Material for this exercise start

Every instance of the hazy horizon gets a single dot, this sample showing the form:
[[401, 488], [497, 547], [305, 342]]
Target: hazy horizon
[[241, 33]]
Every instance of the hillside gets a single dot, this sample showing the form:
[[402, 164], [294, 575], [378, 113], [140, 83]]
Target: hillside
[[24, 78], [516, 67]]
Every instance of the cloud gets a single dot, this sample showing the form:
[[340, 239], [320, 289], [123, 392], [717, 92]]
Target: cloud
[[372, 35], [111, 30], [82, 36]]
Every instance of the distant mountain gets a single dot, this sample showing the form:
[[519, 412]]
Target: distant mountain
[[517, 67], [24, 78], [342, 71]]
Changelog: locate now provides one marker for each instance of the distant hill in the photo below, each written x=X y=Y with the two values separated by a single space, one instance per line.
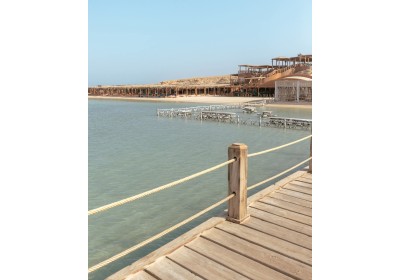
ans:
x=224 y=79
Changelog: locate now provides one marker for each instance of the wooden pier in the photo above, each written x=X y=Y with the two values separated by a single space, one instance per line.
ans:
x=269 y=239
x=213 y=113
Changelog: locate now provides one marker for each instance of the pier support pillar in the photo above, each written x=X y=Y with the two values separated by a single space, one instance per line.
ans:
x=310 y=164
x=237 y=183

Material for this exercise end

_Problem statement_. Render all of the material above as a numbered list with blank lines omitted, and leave out the pictures.

_Completed task_.
1. Every instance of the hazy horizon gets a single dot, this sample showing the form:
2. [[401, 488], [497, 547], [305, 342]]
3. Target: hazy horizon
4. [[241, 33]]
5. Every instance of the hillside gets a single dot, this sample showing the form:
6. [[402, 164], [294, 575], [378, 113], [140, 83]]
7. Target: hillside
8. [[24, 78], [516, 67]]
9. Every instance of the cloud gets a single dot, this sample showing the form:
10. [[340, 239], [320, 289], [123, 392], [717, 92]]
11. Target: cloud
12. [[372, 35], [111, 30], [82, 36]]
13. Every instance of the distant mountain gets a single dot, this sample showing the form:
14. [[519, 412]]
15. Target: distant mountain
16. [[517, 67], [24, 78], [342, 71]]
17. Changelog: locate now provides one marker for each instance of the distant hill in the photo below, each written x=X y=Y with the two values separated by a single space, one instance per line.
18. ans:
19. x=224 y=79
20. Changelog: locate now provides one marker for each instance of the wooden pier in the photo above, each written x=X y=Y with the two values separated by a single space, one instance per line.
21. ans:
22. x=269 y=239
23. x=213 y=113
24. Changelog: locate now provides one marker for each instance of the pier support pillar in the photo above, each written x=X y=Y with the two values separated by a single space, one instance per line.
25. ans:
26. x=310 y=164
27. x=237 y=183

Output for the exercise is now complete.